======== Dataset records
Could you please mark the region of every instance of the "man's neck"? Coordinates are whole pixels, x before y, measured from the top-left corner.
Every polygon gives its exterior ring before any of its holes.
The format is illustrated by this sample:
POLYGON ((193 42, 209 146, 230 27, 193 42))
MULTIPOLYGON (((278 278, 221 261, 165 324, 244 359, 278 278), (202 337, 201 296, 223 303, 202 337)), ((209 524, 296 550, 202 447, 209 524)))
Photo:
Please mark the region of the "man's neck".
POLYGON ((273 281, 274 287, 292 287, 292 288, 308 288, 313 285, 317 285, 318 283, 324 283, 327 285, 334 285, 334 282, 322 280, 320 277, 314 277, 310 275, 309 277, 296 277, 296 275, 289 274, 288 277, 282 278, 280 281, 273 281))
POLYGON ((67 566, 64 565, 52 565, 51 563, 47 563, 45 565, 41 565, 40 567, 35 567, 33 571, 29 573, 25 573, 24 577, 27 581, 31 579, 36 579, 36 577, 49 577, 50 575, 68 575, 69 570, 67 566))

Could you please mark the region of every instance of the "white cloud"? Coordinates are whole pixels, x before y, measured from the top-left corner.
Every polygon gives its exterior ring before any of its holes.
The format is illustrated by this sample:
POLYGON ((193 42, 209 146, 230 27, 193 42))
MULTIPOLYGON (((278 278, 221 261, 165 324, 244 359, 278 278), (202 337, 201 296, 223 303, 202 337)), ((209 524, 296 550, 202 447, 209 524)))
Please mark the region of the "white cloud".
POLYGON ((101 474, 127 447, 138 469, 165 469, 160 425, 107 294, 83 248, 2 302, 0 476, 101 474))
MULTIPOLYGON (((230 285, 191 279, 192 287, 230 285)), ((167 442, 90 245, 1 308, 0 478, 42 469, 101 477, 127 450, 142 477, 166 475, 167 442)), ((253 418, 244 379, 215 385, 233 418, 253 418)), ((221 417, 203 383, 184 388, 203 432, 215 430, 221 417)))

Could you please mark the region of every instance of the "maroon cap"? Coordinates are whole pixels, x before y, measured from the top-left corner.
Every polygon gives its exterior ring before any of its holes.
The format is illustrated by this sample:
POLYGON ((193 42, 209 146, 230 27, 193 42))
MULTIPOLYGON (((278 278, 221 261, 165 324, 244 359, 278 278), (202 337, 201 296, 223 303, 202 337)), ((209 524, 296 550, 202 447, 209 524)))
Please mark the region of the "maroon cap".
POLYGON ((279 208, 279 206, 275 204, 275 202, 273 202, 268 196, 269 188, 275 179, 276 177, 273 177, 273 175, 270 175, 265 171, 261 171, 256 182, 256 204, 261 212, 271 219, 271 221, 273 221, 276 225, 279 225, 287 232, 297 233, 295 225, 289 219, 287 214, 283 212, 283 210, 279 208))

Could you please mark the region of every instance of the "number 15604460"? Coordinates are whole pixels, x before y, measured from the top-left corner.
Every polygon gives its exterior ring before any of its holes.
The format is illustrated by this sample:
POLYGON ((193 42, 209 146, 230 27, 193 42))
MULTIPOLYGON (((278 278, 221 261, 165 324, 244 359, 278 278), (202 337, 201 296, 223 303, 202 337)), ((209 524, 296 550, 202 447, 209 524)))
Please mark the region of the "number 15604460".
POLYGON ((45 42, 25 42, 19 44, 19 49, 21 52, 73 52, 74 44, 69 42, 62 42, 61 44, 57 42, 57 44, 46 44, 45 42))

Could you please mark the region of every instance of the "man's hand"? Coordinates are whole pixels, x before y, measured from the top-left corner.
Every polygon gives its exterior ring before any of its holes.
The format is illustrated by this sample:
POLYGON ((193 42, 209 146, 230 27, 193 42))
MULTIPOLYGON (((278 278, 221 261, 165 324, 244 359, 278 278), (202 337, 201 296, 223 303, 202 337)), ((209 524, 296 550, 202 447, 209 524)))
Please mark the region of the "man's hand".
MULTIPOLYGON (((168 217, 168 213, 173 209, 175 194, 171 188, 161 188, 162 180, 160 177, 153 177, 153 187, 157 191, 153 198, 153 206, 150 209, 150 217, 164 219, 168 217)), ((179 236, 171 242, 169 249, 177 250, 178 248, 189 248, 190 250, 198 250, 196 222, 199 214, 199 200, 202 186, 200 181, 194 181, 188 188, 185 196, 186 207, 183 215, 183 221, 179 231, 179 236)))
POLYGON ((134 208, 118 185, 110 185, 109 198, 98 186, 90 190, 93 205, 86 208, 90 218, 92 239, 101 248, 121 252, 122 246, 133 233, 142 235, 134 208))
================
======== Dataset records
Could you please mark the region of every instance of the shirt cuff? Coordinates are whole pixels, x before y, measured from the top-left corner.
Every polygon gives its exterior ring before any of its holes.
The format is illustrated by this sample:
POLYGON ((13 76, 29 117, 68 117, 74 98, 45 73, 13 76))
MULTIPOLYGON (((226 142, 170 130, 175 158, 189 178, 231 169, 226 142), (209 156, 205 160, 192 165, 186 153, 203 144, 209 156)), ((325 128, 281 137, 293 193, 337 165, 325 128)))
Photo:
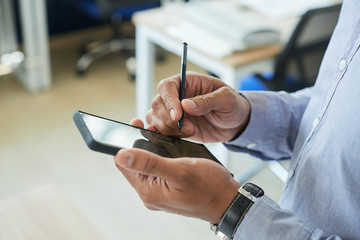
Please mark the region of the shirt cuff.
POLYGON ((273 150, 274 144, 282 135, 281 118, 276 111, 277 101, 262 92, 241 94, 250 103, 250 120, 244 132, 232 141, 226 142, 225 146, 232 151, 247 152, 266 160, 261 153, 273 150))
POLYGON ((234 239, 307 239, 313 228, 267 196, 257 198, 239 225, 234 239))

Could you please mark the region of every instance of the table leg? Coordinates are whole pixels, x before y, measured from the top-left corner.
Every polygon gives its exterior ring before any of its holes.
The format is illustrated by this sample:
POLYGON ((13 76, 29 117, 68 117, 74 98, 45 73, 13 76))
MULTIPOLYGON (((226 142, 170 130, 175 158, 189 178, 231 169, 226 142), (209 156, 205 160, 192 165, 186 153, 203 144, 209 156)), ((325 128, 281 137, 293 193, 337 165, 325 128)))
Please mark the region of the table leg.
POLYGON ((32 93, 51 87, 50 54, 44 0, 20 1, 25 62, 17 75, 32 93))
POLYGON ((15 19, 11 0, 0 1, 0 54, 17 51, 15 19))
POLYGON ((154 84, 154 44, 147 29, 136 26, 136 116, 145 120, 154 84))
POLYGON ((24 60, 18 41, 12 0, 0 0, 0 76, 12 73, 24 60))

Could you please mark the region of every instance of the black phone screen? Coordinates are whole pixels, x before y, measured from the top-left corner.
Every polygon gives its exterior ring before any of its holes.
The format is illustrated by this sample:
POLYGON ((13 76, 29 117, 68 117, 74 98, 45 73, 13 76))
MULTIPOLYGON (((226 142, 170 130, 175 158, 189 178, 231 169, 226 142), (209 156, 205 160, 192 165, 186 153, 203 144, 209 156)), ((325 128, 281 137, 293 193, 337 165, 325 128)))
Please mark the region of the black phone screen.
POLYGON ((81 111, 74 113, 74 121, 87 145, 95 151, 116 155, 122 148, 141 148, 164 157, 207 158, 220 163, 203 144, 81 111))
================
======== Dataset records
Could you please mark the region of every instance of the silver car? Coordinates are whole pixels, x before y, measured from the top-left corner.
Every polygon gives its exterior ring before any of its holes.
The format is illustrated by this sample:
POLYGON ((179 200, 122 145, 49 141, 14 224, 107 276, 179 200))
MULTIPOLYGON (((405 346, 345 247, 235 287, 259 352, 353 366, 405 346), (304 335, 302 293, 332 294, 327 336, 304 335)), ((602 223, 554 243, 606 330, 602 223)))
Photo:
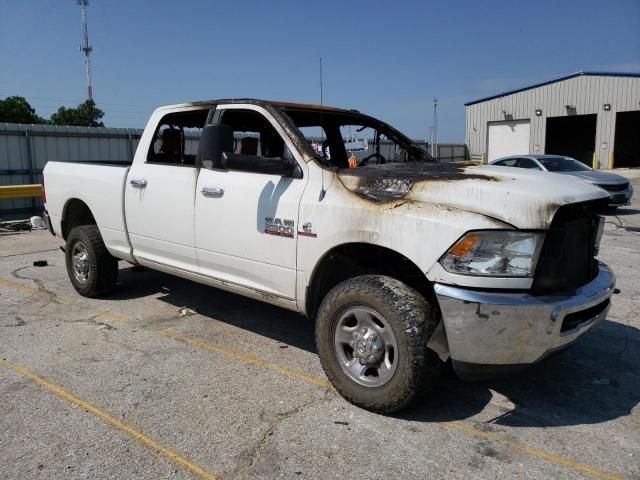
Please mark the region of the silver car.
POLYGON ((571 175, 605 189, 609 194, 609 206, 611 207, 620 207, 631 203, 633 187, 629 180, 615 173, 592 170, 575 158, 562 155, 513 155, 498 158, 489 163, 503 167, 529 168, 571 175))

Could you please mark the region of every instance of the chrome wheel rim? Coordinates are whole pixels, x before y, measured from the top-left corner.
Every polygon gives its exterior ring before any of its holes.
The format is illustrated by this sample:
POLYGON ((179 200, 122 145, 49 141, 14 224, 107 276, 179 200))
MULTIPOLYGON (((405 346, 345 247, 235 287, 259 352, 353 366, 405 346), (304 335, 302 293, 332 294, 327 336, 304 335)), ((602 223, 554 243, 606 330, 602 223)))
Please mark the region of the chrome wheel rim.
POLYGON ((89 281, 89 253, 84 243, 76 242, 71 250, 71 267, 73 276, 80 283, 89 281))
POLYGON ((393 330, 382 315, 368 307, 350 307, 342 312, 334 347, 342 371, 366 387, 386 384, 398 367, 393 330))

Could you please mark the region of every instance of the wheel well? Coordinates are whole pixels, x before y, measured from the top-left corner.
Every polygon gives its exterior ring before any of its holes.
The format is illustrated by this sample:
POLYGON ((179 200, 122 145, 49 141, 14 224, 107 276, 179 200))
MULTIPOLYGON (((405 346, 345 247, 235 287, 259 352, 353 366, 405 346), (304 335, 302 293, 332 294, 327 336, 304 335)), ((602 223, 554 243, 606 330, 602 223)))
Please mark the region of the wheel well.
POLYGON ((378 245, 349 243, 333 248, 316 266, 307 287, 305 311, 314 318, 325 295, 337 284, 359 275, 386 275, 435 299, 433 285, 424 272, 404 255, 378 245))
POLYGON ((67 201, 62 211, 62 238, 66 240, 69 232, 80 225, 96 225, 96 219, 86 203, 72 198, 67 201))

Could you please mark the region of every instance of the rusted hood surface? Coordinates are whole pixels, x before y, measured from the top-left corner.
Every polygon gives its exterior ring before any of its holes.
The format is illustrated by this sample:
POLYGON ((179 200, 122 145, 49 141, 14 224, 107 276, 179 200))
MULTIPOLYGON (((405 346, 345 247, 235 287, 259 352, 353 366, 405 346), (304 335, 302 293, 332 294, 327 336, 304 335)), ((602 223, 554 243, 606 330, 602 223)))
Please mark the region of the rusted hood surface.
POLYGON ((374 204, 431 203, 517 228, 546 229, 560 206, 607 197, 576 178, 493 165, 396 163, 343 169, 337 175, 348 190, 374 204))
================
- Activity: Look back at the entries above. Retype the line with "Please mark the region of the chrome", the line with "rusted hood surface?", and all lines in between.

- Solution:
Please mark the region of the chrome wheel rim.
POLYGON ((89 281, 89 253, 84 243, 76 242, 71 250, 71 267, 73 276, 80 283, 89 281))
POLYGON ((393 330, 382 315, 368 307, 350 307, 342 312, 334 347, 342 371, 366 387, 386 384, 398 367, 393 330))

Could you please mark the region of every instance of the wheel well? Coordinates are whole pixels, x before y, measured from the top-left corner.
Every polygon gives its exterior ring before any of its holes.
The format is illustrated by this sample:
POLYGON ((179 200, 122 145, 49 141, 14 224, 107 276, 179 200))
MULTIPOLYGON (((405 346, 345 247, 235 287, 259 352, 353 366, 405 346), (304 335, 302 293, 332 294, 327 336, 304 335)), ((602 223, 554 243, 606 330, 602 223)))
Please mark the region of the wheel well.
POLYGON ((378 245, 349 243, 333 248, 316 266, 307 287, 305 311, 314 318, 325 295, 337 284, 359 275, 386 275, 435 299, 433 285, 424 272, 404 255, 378 245))
POLYGON ((67 201, 62 211, 62 238, 66 240, 69 232, 80 225, 96 225, 96 219, 86 203, 72 198, 67 201))

Could you please mark the region of every instance of the rusted hood surface? Coordinates are whole pixels, x before y, measured from the top-left corner.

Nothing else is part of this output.